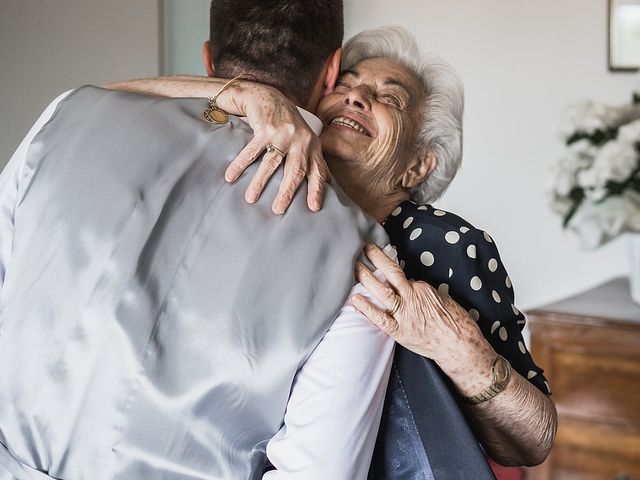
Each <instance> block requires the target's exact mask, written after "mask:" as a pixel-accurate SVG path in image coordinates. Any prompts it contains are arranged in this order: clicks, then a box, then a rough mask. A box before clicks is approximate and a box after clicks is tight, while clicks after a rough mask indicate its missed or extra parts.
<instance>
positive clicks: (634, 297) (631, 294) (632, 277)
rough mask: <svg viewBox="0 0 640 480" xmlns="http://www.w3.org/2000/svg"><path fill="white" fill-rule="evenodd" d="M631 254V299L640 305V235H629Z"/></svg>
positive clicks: (629, 264)
mask: <svg viewBox="0 0 640 480" xmlns="http://www.w3.org/2000/svg"><path fill="white" fill-rule="evenodd" d="M629 253H630V255H629V288H630V289H631V299H632V300H633V301H634V302H635V303H637V304H638V305H640V234H632V235H629Z"/></svg>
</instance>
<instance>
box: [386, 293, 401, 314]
mask: <svg viewBox="0 0 640 480" xmlns="http://www.w3.org/2000/svg"><path fill="white" fill-rule="evenodd" d="M401 303H402V298H401V297H400V295H398V294H397V293H396V297H395V298H394V299H393V305H392V307H391V308H390V309H388V310H387V313H388V314H389V315H391V316H392V317H393V316H394V315H395V314H396V313H398V310H400V304H401Z"/></svg>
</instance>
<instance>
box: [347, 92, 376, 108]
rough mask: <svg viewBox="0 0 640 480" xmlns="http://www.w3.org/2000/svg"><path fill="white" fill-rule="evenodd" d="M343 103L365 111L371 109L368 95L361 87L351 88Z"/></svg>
mask: <svg viewBox="0 0 640 480" xmlns="http://www.w3.org/2000/svg"><path fill="white" fill-rule="evenodd" d="M344 103H345V105H353V106H354V107H356V108H359V109H361V110H365V111H368V110H369V109H370V108H371V100H370V95H369V94H368V92H367V91H366V90H365V89H364V88H361V87H356V88H352V89H351V90H350V91H349V93H348V94H347V96H346V97H345V99H344Z"/></svg>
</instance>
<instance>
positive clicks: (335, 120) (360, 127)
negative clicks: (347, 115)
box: [329, 117, 371, 137]
mask: <svg viewBox="0 0 640 480" xmlns="http://www.w3.org/2000/svg"><path fill="white" fill-rule="evenodd" d="M329 125H338V126H340V127H347V128H352V129H353V130H355V131H356V132H358V133H361V134H363V135H366V136H367V137H370V136H371V134H370V133H369V132H368V131H367V129H366V128H364V126H363V125H362V124H360V123H358V122H356V121H355V120H353V119H351V118H347V117H336V118H334V119H333V120H331V123H330V124H329Z"/></svg>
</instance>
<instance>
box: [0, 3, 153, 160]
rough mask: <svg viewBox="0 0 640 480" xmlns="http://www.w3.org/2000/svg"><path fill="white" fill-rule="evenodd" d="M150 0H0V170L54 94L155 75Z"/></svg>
mask: <svg viewBox="0 0 640 480" xmlns="http://www.w3.org/2000/svg"><path fill="white" fill-rule="evenodd" d="M159 16H160V8H159V2H158V0H108V1H101V0H56V1H55V2H53V1H47V0H0V169H1V168H2V167H3V166H4V164H5V163H6V162H7V161H8V160H9V158H10V156H11V154H12V153H13V151H14V150H15V148H16V147H17V145H18V143H19V142H20V140H21V139H22V137H23V136H24V135H25V133H26V132H27V131H28V129H29V128H30V127H31V125H32V124H33V122H34V121H35V119H36V118H37V117H38V115H39V114H40V112H41V111H42V110H43V109H44V108H45V107H46V105H47V104H48V103H49V102H50V101H51V100H52V99H53V98H54V97H55V96H56V95H58V94H59V93H61V92H63V91H65V90H68V89H70V88H73V87H75V86H78V85H82V84H86V83H94V84H99V83H104V82H106V81H109V80H117V79H123V78H132V77H140V76H150V75H157V74H158V72H159V69H160V68H159V63H160V62H159V59H160V53H159V38H160V34H159V30H160V27H159V23H160V21H159Z"/></svg>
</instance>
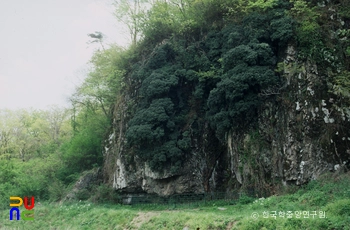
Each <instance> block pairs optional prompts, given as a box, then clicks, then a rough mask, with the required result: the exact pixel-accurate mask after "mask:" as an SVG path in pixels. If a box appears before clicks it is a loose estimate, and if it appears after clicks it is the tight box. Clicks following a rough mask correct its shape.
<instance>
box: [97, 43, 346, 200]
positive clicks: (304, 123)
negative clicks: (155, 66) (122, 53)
mask: <svg viewBox="0 0 350 230" xmlns="http://www.w3.org/2000/svg"><path fill="white" fill-rule="evenodd" d="M295 53H296V51H295V49H294V47H293V46H289V47H288V49H287V50H286V53H285V54H284V55H283V56H284V59H283V63H284V69H283V71H284V73H283V76H284V77H285V79H284V80H283V81H284V82H285V84H284V85H283V86H281V87H280V88H279V89H271V90H270V91H266V92H262V94H261V95H260V96H261V98H262V100H263V103H262V106H261V107H260V110H259V112H258V114H259V117H258V128H257V129H255V130H249V129H247V130H242V131H239V132H237V131H230V132H228V133H227V134H226V137H225V140H218V139H217V138H216V136H215V133H214V131H213V130H211V129H210V127H209V125H208V123H207V122H206V121H203V122H202V127H201V128H200V130H201V132H200V134H199V135H192V137H191V138H192V142H191V143H192V146H191V148H192V150H191V153H190V154H189V156H188V158H187V159H186V161H185V162H184V164H183V167H182V169H181V170H179V171H178V172H176V173H171V172H167V171H166V170H165V171H164V172H163V173H158V172H154V171H152V170H151V169H150V168H149V167H148V165H147V163H146V162H143V161H142V160H141V159H139V158H138V157H137V155H136V154H134V151H133V150H132V149H128V148H126V140H125V131H126V128H127V121H128V120H129V119H130V116H131V115H130V113H129V112H128V104H130V103H132V102H133V97H134V95H132V94H131V95H127V96H125V98H123V99H122V100H121V101H120V102H119V103H118V104H117V105H116V106H115V112H114V121H113V130H112V131H111V134H110V136H109V139H108V140H106V144H105V153H104V154H105V166H104V178H105V181H106V182H109V183H110V184H111V185H112V186H113V187H114V188H115V189H116V190H118V191H121V192H124V193H142V192H145V193H156V194H159V195H164V196H165V195H171V194H176V193H203V192H210V191H232V190H235V189H246V190H248V191H253V192H254V191H261V190H264V191H267V192H268V193H273V192H274V188H275V187H276V186H278V185H289V184H296V185H300V184H304V183H307V182H308V181H310V180H313V179H316V178H317V177H318V176H319V175H320V174H322V173H325V172H329V171H331V172H334V171H337V170H341V169H342V168H349V163H350V108H349V107H348V106H346V105H345V104H343V102H342V99H341V98H337V97H335V96H334V95H332V94H331V93H329V86H328V85H327V84H326V83H325V82H326V81H325V79H326V78H327V76H325V75H322V74H320V73H319V72H318V67H317V66H316V65H314V64H313V63H309V62H305V63H298V62H297V60H296V56H295ZM257 195H258V194H257Z"/></svg>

____________

**Work item**
Could the entries above be retyped exactly, with the pictures left out?

**Reply**
Each <instance> block requires the target's exact mask, written after "mask:" as a pixel-accurate SVG path in image coordinates. Any prompts it contains are arranged in this order: clicks, then a box, then a rough mask. A box before clicks is approximate and a box after clicks is tight, while clicks after a rough mask indicate its missed or extra parts.
<instance>
positive clicks: (634, 297) (631, 294) (632, 277)
rough mask: <svg viewBox="0 0 640 480" xmlns="http://www.w3.org/2000/svg"><path fill="white" fill-rule="evenodd" d="M631 254V299L640 305V235H629Z"/></svg>
positive clicks: (629, 264)
mask: <svg viewBox="0 0 640 480" xmlns="http://www.w3.org/2000/svg"><path fill="white" fill-rule="evenodd" d="M629 253H630V255H629V288H630V289H631V299H632V300H633V301H634V302H635V303H637V304H638V305H640V234H632V235H629Z"/></svg>
</instance>
<instance>
box: [386, 293, 401, 314]
mask: <svg viewBox="0 0 640 480" xmlns="http://www.w3.org/2000/svg"><path fill="white" fill-rule="evenodd" d="M401 303H402V298H401V297H400V295H398V294H397V293H396V297H395V298H394V299H393V305H392V307H391V308H390V309H388V310H387V313H388V314H389V315H391V316H392V317H393V316H394V315H395V314H396V313H398V310H400V304H401Z"/></svg>
</instance>
<instance>
box: [347, 92, 376, 108]
rough mask: <svg viewBox="0 0 640 480" xmlns="http://www.w3.org/2000/svg"><path fill="white" fill-rule="evenodd" d="M343 103L365 111L371 109L368 95L361 87L351 88Z"/></svg>
mask: <svg viewBox="0 0 640 480" xmlns="http://www.w3.org/2000/svg"><path fill="white" fill-rule="evenodd" d="M344 103H345V105H353V106H354V107H356V108H359V109H361V110H365V111H368V110H369V109H370V108H371V100H370V95H369V94H368V92H367V91H366V90H365V89H364V88H361V87H356V88H352V89H351V90H350V91H349V93H348V94H347V96H346V97H345V99H344Z"/></svg>
</instance>
<instance>
positive clicks: (335, 120) (360, 127)
negative clicks: (347, 115)
box: [329, 117, 371, 137]
mask: <svg viewBox="0 0 640 480" xmlns="http://www.w3.org/2000/svg"><path fill="white" fill-rule="evenodd" d="M329 125H338V126H340V127H347V128H352V129H353V130H355V131H356V132H358V133H361V134H363V135H366V136H367V137H370V136H371V134H370V133H369V132H368V131H367V129H366V128H364V126H363V125H362V124H360V123H358V122H356V121H355V120H353V119H351V118H347V117H336V118H334V119H333V120H331V123H330V124H329Z"/></svg>
</instance>
<instance>
box: [0, 3, 153, 160]
rough mask: <svg viewBox="0 0 640 480" xmlns="http://www.w3.org/2000/svg"><path fill="white" fill-rule="evenodd" d="M150 0H0V170L54 94L155 75Z"/></svg>
mask: <svg viewBox="0 0 640 480" xmlns="http://www.w3.org/2000/svg"><path fill="white" fill-rule="evenodd" d="M159 16H160V8H159V2H158V0H108V1H101V0H56V1H55V2H53V1H47V0H0V169H1V168H2V167H3V166H4V164H5V163H6V162H7V161H8V160H9V158H10V156H11V154H12V153H13V151H14V150H15V148H16V147H17V145H18V143H19V142H20V140H21V139H22V137H23V136H24V135H25V133H26V132H27V131H28V129H29V128H30V127H31V125H32V124H33V122H34V121H35V119H36V118H37V117H38V115H39V114H40V112H41V111H42V110H43V109H44V108H45V107H46V105H47V104H48V103H49V102H50V101H51V100H52V99H53V98H54V97H55V96H56V95H58V94H59V93H61V92H63V91H65V90H68V89H70V88H73V87H75V86H78V85H82V84H86V83H94V84H99V83H104V82H106V81H109V80H117V79H123V78H132V77H140V76H150V75H157V74H158V72H159V69H160V68H159V63H160V62H159V59H160V53H159V38H160V34H159V30H160V27H159V23H160V21H159Z"/></svg>
</instance>
Each <instance> block pairs optional prompts, given as a box, then clicks, then a rough mask, with the required result: the exact pixel-accurate mask after "mask:" as an SVG path in pixels. If a box appears before clicks it is a loose estimate, and if it appears after clicks it is the tight box. Clicks following a rough mask correct its shape.
<instance>
box: [97, 43, 346, 200]
positive clicks: (304, 123)
negative clicks: (155, 66) (122, 53)
mask: <svg viewBox="0 0 350 230" xmlns="http://www.w3.org/2000/svg"><path fill="white" fill-rule="evenodd" d="M295 53H296V51H295V49H294V47H293V46H289V47H288V49H287V50H286V53H285V54H284V55H283V56H284V59H283V63H284V69H283V71H284V73H283V76H284V77H285V79H284V80H283V81H284V82H285V84H284V85H283V86H281V87H280V88H279V89H271V90H270V91H266V92H262V94H261V95H260V96H261V98H262V100H263V103H262V106H261V107H260V110H259V112H258V114H259V117H258V128H257V129H255V130H249V129H247V130H242V131H239V132H237V131H230V132H228V133H227V134H226V137H225V140H218V139H217V138H216V136H215V133H214V131H213V130H211V129H210V127H209V125H208V123H207V122H206V121H203V122H202V127H201V128H200V130H201V132H200V134H199V135H192V137H191V138H192V142H191V143H192V146H191V148H192V150H191V153H190V154H189V156H188V158H187V159H186V161H185V162H184V164H183V167H182V169H181V170H179V171H178V172H176V173H171V172H167V171H166V170H165V171H164V172H163V173H158V172H154V171H152V170H151V169H150V168H149V167H148V165H147V163H146V162H143V161H142V160H141V159H139V158H138V157H137V155H136V154H134V151H133V150H132V149H128V148H126V140H125V131H126V128H127V121H128V120H129V119H130V116H131V115H130V113H129V112H128V104H130V103H132V102H133V97H134V95H132V94H131V95H127V96H125V98H123V99H122V100H121V101H120V102H119V103H118V104H117V105H116V106H115V112H114V121H113V130H112V131H111V134H110V136H109V139H108V140H106V144H105V153H104V154H105V166H104V178H105V181H106V182H109V183H110V184H111V185H112V186H113V187H114V188H115V189H116V190H118V191H121V192H124V193H142V192H145V193H156V194H159V195H164V196H165V195H171V194H176V193H203V192H210V191H232V190H235V189H246V190H248V191H253V192H254V191H261V190H264V191H267V192H268V193H273V192H274V188H275V187H276V186H278V185H289V184H296V185H300V184H304V183H307V182H308V181H310V180H313V179H316V178H317V177H318V176H319V175H320V174H322V173H325V172H329V171H331V172H334V171H337V170H341V169H342V168H349V163H350V108H349V107H348V106H346V105H345V104H343V102H342V99H341V98H337V97H335V96H334V95H332V94H331V93H329V86H328V85H327V84H326V83H325V82H326V81H325V79H326V78H327V76H325V75H322V74H320V73H319V72H318V67H317V66H316V65H314V64H313V63H309V62H305V63H298V62H297V60H296V56H295ZM257 195H258V194H257Z"/></svg>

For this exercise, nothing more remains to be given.